» **Source text**:
========================================

Category Archives: Object ID

Identification – deer calcaneus

It looks like a calcaneus bone, which in humans and other primates is the heel bone of the foot. This one is from a left leg. In most non-human mammals it looks like it’s halfway up the hind leg, but serves the same purpose as the attachment point of the calf muscles (gastrocnemius and soleus), and its length acts as a lever to make the muscle action more powerful when flexing the foot towards the ground.

Black background with a tape measure vertical, centre-left and a bone vertical, centre-right. the bone is wider top than bottom, with points at top and top left.

Mystery bone © S Moore

As a tentative ID from reseraching from my desk in the UK  is white-tailed deer (Odocoileus virginianus), based mainly on its size and coming from Mississippi. The bone is a bit worn so some of the sharper and edges and points are missing, but the overall shape of the wide end looks like it matches the photos here https://www.boneid.net/search/?product_cat=wt_deer&pa_anatomic-elements=calcaneus&order=DESC. The length is about right too, if you imagine adding back on the points and edges that have been worn away.

For much more information on the calcaneus bone, see this ID of a cattle calcaneus Identification – cattle hock bone

Identification – Fossil sponge in flint

Some flints do contain fossils, or look like whole fossils. Fossils inside the flints are often sea urchins, or cockles or other small shellfish. Sometimes, the whole flint looks like fossil, and this may be because the silica that created it was forced into a hollow space in the hardening chalk filled by a sponge. The silica fills the gaps in the sponge’s skeleton, and over millions of years, the skeleton itself can dissolve away and be replaced by other minerals. This skeleton is a fossil, and the flint fills the spaces left by the soft parts of the animal after they rotted away.

A grey, funnel-shaped fossil on a wooden surface

Typical funnel-shaped sponge, fossilised in flint. © L Hodgson.

The shape of this piece of flint looks a lot like a small sponge that lived on the sea floor, and was fossilised in flint as the thick mud solidified into chalk. It may have patterns inside it that show the structure of the sponge’s skeleton. The wiggly line around the widest part of the flint shows the top rim of the sponge and the rough texture of the line is the surface texture of the sponge preserved as a fossil.

========================================

» **The data**:
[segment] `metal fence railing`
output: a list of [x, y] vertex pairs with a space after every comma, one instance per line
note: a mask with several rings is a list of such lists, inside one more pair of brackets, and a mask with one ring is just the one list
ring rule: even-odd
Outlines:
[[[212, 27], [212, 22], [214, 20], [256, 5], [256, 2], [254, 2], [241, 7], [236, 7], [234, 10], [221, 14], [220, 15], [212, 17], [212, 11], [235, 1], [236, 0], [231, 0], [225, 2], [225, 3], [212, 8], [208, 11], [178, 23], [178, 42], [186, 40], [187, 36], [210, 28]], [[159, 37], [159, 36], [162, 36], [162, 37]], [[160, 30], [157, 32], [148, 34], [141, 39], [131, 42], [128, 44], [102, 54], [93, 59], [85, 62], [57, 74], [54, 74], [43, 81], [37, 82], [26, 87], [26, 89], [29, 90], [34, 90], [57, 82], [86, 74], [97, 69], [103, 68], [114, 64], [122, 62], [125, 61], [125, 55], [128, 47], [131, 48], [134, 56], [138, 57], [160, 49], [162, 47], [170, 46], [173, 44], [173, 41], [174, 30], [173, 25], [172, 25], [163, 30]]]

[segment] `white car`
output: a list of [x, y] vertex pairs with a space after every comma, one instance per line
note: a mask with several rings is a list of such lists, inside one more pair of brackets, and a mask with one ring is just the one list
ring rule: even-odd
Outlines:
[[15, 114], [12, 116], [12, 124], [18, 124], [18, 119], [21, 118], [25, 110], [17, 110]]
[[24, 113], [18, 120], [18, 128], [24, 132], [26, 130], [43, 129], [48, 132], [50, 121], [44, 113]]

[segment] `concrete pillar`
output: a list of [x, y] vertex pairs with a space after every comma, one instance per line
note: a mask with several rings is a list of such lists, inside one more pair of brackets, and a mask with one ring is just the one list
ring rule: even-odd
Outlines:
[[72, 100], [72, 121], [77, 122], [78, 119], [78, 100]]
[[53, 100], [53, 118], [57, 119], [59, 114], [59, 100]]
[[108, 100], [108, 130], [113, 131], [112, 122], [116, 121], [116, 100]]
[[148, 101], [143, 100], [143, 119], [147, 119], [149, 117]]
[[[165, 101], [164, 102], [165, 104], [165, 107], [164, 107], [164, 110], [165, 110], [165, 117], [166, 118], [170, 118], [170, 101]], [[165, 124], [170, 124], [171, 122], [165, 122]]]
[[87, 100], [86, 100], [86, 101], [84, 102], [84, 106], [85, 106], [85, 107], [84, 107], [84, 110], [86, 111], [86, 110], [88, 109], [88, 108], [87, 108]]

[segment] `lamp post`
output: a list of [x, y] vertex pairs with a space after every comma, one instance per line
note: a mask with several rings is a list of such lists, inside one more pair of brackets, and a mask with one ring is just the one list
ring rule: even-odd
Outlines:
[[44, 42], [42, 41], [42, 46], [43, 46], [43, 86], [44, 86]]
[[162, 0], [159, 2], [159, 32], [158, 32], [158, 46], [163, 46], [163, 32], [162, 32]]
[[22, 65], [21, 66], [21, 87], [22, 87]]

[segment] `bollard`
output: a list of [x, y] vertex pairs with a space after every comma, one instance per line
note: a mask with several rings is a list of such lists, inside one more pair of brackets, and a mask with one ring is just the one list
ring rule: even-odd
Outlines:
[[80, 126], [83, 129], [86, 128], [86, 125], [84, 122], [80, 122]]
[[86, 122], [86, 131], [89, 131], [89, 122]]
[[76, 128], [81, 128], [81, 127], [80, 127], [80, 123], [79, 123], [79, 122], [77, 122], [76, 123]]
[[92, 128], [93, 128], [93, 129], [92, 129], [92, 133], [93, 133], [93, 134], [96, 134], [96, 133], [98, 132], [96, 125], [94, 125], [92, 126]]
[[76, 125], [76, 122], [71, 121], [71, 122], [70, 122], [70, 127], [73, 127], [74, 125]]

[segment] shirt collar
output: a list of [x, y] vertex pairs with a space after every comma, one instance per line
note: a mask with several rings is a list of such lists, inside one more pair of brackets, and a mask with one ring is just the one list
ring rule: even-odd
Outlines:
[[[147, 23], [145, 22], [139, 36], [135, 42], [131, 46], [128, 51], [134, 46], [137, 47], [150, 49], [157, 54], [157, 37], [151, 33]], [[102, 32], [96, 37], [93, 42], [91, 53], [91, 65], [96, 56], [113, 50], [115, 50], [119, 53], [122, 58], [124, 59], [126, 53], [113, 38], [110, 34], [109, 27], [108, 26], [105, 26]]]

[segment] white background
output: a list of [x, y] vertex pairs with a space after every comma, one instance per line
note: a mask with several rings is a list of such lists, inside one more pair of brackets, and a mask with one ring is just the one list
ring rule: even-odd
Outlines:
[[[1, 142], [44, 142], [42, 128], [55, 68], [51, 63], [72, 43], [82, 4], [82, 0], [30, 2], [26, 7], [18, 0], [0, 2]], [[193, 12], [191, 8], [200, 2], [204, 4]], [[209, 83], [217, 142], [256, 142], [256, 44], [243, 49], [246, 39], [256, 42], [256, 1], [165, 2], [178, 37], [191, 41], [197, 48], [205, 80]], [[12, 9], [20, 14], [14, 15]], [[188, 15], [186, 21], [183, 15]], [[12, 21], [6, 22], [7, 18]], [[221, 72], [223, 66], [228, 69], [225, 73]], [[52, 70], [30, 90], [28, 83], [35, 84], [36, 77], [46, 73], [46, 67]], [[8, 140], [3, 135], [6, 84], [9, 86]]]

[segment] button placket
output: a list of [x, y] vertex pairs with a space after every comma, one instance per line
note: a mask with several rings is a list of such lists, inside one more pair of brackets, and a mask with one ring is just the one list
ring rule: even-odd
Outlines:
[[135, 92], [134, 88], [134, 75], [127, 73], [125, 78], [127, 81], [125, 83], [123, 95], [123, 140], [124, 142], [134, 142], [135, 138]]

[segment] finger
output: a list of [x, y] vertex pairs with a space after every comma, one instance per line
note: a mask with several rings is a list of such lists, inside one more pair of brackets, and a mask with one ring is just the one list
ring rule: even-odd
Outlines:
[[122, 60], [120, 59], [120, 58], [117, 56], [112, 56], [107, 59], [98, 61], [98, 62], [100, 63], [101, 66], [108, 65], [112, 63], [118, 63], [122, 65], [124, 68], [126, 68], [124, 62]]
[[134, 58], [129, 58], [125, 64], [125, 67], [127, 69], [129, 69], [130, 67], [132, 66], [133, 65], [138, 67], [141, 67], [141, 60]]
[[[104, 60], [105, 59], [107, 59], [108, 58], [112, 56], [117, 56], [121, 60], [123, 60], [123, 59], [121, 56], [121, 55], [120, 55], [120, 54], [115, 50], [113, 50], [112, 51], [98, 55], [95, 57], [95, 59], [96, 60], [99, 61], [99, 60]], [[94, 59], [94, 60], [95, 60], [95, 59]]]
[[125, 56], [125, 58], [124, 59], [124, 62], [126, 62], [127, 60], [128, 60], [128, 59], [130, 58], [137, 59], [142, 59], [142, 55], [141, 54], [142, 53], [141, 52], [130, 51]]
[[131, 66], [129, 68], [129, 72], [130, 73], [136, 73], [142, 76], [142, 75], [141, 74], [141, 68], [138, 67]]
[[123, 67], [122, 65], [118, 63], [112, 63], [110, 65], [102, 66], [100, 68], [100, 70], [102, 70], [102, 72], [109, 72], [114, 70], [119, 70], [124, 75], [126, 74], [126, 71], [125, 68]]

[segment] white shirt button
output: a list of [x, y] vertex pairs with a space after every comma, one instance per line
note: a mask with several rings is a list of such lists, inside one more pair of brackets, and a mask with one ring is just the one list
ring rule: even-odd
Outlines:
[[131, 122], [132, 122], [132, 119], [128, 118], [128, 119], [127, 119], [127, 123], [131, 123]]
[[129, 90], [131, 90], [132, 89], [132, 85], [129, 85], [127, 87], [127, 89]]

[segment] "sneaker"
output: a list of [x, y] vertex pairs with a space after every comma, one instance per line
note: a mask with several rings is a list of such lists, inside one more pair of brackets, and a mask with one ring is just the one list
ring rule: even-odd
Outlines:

========================================

» **Goal of the exercise**:
Continue the object identification text about the fossil sponge in flint from the point where it stops.

» **Task answer**:
More info on flint and chalk in Essex in this post from 2020. https://saffronwaldenmuseum.swmuseumsoc.org.uk/identification-flint-fossil-sponge/

Identification – Sea urchin fossil

Did you know we identify items for free? Whether it’s a rock from a field or a mystery something from the back of the shed, just bring it in to the Museum and we’ll take care of the rest! (If it’s too big or heavy, just send us an email with a photo).

This piece of flint with a strange marking on it was found in Wethersfield, near Braintree.

The flint nodule has preserved the impression of part of a sea urchin, or echinoid (pronounced ek-in-oid).

The shape you see is the external mould of a single plate of the echinoid’s ‘test’, or shell. When a sea urchin dies or is eaten, the test will often break apart into the individual plates.
Flint is formed from a silica-rich goo which hardens over time, and must have formed on top of this echinoid plate and taken its shape. The plates are made from calcium carbonate and this one will have dissolved away over time, leaving the impression behind.

The shape of the plate suggests it belongs to a species in the genus Cidaris. Saffron Walden Museum has a similar echinoid, Stereocidaris sceptrifera, fossilised in chalk, on display as no. 23 in the How Did They Live display in the geology gallery (below, top). In life, the club-like spines would have been attached to the plates. One of the Museum’s volunteers took this photo of a similar echinoid found at a chalk pit in Grays, Essex (below, bottom).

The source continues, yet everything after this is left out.